GIVEN PASSAGE |
Optical remote sensing may provide complementary information for its synoptic nature, as demonstrated by satellite estimates of major phytoplankton taxa in major ocean basins. It has remained a challenge, however, for coastal and estuarine waters due to their optical complexity. One pioneering work relied on hyperspectral absorption spectra of phytoplankton pigments (Millie et al., 1995), from which Gymnodinium breve (i.e., Karenia brevis) blooms on the West Florida shelf could be detected and quantified in situ. However, whether a similar approach can be developed for estuarine waters where toxic blooms are often found is still unknown. Thus, the objective of this study is to test and develop an approach to classify major phytoplankton taxa found in two estuaries in Florida, U.S.A., based on optical analysis of the phytoplankton absorption spectra.

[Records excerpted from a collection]
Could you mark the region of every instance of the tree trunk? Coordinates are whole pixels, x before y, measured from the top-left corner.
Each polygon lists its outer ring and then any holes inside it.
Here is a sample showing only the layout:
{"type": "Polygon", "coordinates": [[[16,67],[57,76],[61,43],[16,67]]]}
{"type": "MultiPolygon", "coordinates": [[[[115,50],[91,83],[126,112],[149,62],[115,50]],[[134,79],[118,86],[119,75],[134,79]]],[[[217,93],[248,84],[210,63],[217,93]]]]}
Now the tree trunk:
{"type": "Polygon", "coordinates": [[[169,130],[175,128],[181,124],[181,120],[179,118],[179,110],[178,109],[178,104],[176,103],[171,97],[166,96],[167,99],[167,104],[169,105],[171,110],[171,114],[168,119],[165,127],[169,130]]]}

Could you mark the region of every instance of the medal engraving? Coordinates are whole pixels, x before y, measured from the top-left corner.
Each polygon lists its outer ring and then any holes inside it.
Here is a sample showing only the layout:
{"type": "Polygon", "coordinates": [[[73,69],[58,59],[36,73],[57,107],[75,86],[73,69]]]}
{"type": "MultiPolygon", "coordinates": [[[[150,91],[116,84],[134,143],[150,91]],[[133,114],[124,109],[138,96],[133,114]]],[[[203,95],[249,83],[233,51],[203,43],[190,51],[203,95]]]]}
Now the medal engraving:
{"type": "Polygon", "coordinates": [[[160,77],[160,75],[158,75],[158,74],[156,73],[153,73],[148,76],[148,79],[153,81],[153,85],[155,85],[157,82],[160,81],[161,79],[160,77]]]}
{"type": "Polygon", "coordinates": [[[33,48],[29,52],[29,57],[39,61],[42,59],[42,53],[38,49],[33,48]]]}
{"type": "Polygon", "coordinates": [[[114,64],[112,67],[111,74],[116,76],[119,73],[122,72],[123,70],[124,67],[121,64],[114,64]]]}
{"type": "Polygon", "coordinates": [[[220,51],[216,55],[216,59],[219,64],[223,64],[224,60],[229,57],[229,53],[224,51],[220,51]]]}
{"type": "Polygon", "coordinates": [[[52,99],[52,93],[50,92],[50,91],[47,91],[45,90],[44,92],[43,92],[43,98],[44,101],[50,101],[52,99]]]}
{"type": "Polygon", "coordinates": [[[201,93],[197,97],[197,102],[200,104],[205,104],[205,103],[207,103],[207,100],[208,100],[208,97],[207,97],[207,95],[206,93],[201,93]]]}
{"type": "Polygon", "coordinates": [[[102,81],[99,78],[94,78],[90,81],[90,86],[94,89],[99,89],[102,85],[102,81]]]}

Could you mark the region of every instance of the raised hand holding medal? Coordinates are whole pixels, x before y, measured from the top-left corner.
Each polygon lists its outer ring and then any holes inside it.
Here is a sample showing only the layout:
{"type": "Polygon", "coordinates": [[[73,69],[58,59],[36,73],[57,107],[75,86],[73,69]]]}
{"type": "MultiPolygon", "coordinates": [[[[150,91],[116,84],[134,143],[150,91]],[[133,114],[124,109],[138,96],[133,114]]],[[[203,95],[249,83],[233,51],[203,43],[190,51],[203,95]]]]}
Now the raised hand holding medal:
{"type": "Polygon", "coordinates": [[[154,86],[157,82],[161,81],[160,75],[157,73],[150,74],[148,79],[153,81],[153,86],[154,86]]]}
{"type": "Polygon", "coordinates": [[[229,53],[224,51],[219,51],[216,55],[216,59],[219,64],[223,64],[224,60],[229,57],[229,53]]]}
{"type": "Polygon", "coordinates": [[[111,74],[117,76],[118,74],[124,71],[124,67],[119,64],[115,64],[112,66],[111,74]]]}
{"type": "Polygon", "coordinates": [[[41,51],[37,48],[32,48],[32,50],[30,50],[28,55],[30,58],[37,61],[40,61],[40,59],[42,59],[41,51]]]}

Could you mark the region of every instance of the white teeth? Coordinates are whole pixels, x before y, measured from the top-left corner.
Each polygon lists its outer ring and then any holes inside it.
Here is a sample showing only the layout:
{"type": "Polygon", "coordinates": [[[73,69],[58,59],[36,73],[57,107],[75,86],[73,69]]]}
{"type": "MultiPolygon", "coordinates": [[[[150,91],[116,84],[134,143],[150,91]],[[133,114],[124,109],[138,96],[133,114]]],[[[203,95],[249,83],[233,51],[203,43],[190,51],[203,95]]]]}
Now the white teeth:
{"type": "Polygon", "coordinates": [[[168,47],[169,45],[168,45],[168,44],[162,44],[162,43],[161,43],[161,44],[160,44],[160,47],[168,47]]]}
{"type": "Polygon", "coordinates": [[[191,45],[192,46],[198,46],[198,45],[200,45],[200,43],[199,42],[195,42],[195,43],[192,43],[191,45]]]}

REQUIRED TASKS |
#1 Answer the following questions using the passage on phytoplankton remote sensing.
(a) On what kind of data did the pioneering work by Millie et al. (1995) rely?
(b) In which region were the Gymnodinium breve blooms detected and quantified in situ?
(c) How many Florida estuaries does the study address?
#2 Copy the passage on phytoplankton remote sensing from "Optical remote sensing" up to and including "phytoplankton absorption spectra.", and substitute "algal" for every occurrence of "phytoplankton".
#3 Condense the paragraph beginning "Optical remote sensing may provide" in the passage on phytoplankton remote sensing into a short bulleted list that keeps its main facts.

ANSWERS TO THIS EXERCISE |
#1
(a) Hyperspectral absorption spectra of phytoplankton pigments.
(b) The West Florida shelf.
(c) Two.

#2
Optical remote sensing may provide complementary information for its synoptic nature, as demonstrated by satellite estimates of major algal taxa in major ocean basins. It has remained a challenge, however, for coastal and estuarine waters due to their optical complexity. One pioneering work relied on hyperspectral absorption spectra of algal pigments (Millie et al., 1995), from which Gymnodinium breve (i.e., Karenia brevis) blooms on the West Florida shelf could be detected and quantified in situ. However, whether a similar approach can be developed for estuarine waters where toxic blooms are often found is still unknown. Thus, the objective of this study is to test and develop an approach to classify major algal taxa found in two estuaries in Florida, U.S.A., based on optical analysis of the algal absorption spectra.

#3
- Because of its synoptic nature, optical remote sensing can provide complementary information. Satellite estimates of major phytoplankton taxa in major ocean basins demonstrate this.
- Coastal and estuarine waters are optically complex, so remote sensing of phytoplankton taxa there remains a challenge.
- Millie et al. (1995) used hyperspectral absorption spectra of phytoplankton pigments to detect and quantify Gymnodinium breve (Karenia brevis) blooms in situ on the West Florida shelf.
- It is unknown whether a similar approach can work in estuarine waters, where toxic blooms are often found.
- The study aims to test and develop a way to classify major phytoplankton taxa in two Florida estuaries using optical analysis of phytoplankton absorption spectra.